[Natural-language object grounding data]
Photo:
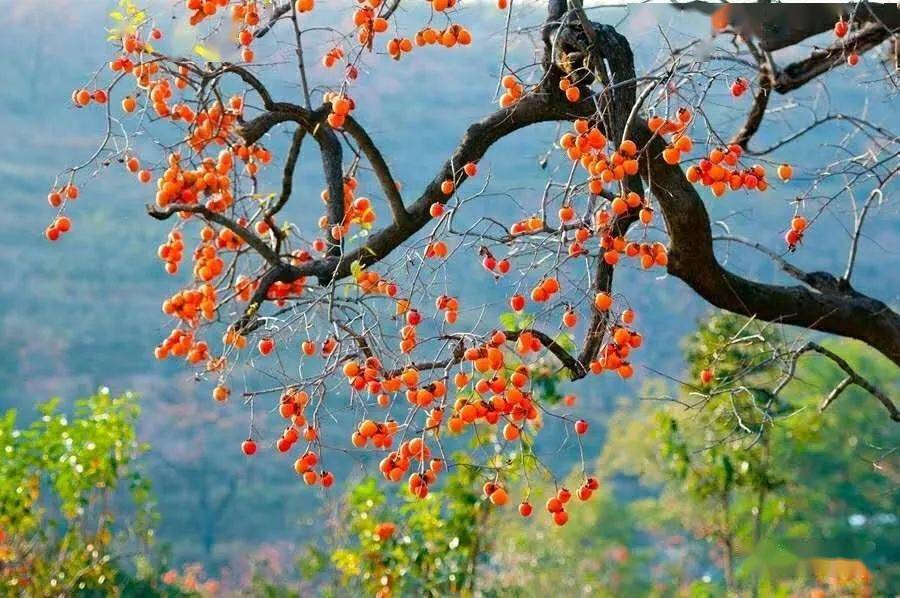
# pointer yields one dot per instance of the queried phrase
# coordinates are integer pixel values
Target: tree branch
(260, 246)
(852, 378)
(382, 171)
(692, 259)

• What you should do: Each entry should be repeated exactly as it appears; the pictures stay out.

• Task response:
Photo:
# pointer yields one dot per instance of the queried phrase
# coordinates are integer pixel values
Target: tree branch
(260, 246)
(852, 378)
(382, 171)
(692, 259)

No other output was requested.